→ Tarefa a realizar
Reescreva os dados da linha que contém "Note: we are tagging the water" até a linha que contém "310), (239, 281)]", inclusive, trocando "white wooden post" por "gray wooden post". Mantenha todo o resto inalterado.

→ Dados fornecidos
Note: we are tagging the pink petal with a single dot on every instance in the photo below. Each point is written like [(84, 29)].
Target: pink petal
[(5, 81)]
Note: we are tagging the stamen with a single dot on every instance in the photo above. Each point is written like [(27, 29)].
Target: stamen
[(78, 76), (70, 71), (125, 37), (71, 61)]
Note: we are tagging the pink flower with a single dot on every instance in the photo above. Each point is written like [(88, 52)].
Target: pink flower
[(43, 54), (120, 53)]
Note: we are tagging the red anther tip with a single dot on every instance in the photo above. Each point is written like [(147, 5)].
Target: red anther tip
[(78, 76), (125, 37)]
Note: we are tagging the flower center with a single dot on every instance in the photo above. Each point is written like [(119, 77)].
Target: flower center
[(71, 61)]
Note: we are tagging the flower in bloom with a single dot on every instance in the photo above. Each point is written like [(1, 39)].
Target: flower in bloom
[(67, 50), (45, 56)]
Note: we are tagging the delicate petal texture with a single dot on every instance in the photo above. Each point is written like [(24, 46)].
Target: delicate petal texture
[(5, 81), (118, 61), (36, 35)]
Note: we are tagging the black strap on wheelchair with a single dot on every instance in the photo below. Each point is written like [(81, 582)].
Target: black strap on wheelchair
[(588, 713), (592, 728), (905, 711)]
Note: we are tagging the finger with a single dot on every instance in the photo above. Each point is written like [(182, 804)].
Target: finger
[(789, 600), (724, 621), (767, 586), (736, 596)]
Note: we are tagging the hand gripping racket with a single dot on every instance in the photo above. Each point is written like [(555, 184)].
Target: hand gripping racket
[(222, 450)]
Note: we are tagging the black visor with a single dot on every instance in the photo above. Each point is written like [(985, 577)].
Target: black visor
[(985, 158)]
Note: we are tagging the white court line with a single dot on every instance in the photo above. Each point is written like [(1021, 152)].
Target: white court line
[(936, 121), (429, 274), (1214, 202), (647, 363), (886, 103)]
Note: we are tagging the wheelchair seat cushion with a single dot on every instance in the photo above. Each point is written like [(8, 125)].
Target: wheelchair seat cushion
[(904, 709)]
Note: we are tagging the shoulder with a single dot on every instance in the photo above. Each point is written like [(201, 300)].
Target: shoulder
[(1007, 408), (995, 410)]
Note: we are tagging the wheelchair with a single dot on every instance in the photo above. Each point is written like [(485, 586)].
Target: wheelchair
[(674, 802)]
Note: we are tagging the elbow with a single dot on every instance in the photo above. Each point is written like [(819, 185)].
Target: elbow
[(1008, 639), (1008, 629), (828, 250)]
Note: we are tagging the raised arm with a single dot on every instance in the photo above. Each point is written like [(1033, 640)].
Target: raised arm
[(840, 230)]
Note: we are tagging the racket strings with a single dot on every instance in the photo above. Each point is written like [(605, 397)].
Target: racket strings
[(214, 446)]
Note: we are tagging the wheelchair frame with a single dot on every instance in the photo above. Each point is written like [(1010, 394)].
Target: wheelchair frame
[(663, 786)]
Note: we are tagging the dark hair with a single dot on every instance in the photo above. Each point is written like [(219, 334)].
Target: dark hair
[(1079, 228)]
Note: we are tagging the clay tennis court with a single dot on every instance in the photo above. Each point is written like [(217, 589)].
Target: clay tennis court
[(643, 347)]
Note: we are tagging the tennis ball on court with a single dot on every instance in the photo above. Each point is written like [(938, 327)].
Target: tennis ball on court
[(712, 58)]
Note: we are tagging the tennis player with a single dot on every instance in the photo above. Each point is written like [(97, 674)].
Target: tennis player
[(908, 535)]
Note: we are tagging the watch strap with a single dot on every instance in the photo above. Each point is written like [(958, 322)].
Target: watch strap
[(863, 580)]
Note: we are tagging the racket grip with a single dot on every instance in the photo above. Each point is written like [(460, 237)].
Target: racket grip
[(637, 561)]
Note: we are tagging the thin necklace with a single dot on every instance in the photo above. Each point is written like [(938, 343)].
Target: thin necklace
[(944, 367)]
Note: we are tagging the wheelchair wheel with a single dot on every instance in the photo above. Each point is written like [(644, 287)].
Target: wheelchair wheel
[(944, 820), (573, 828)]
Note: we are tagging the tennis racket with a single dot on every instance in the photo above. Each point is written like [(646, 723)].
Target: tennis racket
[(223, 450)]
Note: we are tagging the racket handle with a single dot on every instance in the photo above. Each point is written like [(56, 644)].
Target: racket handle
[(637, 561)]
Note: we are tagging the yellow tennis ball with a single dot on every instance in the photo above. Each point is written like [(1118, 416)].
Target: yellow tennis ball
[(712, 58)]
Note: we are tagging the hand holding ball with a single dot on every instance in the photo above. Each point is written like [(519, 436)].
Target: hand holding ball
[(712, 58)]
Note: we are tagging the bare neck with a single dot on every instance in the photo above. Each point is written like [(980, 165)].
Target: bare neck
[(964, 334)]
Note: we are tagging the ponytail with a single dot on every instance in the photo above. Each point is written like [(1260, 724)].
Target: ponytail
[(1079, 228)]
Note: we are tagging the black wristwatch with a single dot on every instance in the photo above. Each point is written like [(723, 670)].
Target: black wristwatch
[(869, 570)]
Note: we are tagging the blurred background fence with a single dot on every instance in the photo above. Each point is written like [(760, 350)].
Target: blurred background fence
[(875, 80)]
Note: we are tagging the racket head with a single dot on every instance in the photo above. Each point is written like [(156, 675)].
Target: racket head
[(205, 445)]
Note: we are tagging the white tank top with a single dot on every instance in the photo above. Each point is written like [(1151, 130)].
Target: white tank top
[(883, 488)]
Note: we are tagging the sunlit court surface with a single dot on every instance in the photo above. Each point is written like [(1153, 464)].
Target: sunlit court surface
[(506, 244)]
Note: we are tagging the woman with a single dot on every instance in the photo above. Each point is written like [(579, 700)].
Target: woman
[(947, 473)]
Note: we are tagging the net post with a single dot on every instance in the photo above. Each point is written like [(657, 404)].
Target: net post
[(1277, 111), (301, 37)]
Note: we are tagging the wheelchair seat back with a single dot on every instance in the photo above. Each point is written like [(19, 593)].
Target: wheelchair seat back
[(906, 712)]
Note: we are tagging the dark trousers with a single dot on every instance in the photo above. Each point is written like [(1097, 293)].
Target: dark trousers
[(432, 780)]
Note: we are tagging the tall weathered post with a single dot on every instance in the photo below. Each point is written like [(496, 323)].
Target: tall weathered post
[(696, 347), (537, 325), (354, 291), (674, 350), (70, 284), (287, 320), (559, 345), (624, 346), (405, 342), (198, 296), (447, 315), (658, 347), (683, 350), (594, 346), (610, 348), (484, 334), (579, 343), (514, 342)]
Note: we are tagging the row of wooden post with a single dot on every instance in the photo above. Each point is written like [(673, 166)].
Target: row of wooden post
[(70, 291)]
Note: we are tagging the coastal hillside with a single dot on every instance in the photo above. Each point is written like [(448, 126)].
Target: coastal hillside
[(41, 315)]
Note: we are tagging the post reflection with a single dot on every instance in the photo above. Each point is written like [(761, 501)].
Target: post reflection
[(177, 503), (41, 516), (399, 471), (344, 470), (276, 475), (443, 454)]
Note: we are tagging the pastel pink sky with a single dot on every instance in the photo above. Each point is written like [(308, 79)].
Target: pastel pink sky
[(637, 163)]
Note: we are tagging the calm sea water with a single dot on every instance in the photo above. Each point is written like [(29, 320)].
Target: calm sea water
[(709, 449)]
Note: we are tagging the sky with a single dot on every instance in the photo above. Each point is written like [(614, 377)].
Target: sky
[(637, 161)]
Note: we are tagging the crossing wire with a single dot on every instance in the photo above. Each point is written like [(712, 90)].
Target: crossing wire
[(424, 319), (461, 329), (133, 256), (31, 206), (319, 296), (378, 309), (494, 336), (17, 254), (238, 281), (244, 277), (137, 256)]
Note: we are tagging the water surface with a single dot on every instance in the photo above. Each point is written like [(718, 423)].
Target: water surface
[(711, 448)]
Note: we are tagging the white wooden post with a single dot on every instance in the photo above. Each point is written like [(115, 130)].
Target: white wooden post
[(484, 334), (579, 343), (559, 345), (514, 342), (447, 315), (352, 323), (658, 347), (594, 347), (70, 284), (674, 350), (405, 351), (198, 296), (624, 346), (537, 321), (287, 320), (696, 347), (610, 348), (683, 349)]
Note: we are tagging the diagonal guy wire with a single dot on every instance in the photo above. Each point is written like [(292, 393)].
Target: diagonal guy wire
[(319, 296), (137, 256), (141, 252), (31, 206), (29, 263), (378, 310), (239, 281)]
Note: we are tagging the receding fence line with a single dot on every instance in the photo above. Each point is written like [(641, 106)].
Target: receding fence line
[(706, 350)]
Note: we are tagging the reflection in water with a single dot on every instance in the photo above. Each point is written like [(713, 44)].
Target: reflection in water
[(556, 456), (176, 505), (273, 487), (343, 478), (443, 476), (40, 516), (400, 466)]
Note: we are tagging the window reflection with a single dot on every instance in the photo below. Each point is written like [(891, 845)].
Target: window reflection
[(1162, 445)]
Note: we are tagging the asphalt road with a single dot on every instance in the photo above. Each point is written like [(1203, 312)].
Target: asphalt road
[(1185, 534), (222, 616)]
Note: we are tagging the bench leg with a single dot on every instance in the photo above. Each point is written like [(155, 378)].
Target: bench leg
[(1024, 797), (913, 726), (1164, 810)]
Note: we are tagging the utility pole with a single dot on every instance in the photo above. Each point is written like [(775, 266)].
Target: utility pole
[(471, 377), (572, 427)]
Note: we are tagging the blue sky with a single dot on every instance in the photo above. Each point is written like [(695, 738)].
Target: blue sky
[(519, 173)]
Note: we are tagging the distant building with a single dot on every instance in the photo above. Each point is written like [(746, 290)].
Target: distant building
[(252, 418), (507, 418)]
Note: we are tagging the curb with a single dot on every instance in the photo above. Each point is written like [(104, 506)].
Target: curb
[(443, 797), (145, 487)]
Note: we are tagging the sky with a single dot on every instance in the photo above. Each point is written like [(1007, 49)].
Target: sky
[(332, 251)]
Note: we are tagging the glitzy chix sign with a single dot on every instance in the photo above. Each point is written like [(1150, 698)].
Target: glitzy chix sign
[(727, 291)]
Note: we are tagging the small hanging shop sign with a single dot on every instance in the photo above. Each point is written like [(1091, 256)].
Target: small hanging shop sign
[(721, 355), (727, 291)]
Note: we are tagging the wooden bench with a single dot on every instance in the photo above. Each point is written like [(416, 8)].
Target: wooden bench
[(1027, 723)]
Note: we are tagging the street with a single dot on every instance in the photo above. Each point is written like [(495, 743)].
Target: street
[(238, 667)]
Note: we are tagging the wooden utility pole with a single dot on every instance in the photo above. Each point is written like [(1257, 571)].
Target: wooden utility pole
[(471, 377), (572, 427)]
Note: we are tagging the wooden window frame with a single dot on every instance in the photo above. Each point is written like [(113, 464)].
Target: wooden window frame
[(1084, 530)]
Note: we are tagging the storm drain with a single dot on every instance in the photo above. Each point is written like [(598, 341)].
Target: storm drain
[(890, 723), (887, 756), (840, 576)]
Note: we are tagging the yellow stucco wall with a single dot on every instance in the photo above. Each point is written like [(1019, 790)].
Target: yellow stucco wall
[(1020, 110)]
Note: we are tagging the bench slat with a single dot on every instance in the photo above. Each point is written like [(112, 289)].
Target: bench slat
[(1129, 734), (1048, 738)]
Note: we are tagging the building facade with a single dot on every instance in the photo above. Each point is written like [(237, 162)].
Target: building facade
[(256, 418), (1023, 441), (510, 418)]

→ Resposta
Note: we are tagging the water surface with a single dot on every instance in the photo above. Each point is written like [(718, 423)].
Target: water surface
[(711, 448)]
Note: we are tagging the gray wooden post with a single dot on every instance in the photo above. Each point is written like [(115, 130)].
Target: gray wooden post
[(484, 334), (579, 343), (559, 345), (514, 342), (447, 315), (352, 323), (658, 347), (594, 347), (70, 284), (674, 350), (405, 351), (198, 296), (624, 346), (537, 321), (287, 320), (696, 347), (610, 348), (683, 349)]
Note: we are tagging the diagonal guy wire with a single dot on every instance in the photo above. Each point is written like [(292, 393)].
Target: diagonal guy wire
[(319, 296), (137, 256), (141, 252), (31, 206), (29, 263), (378, 310), (239, 281)]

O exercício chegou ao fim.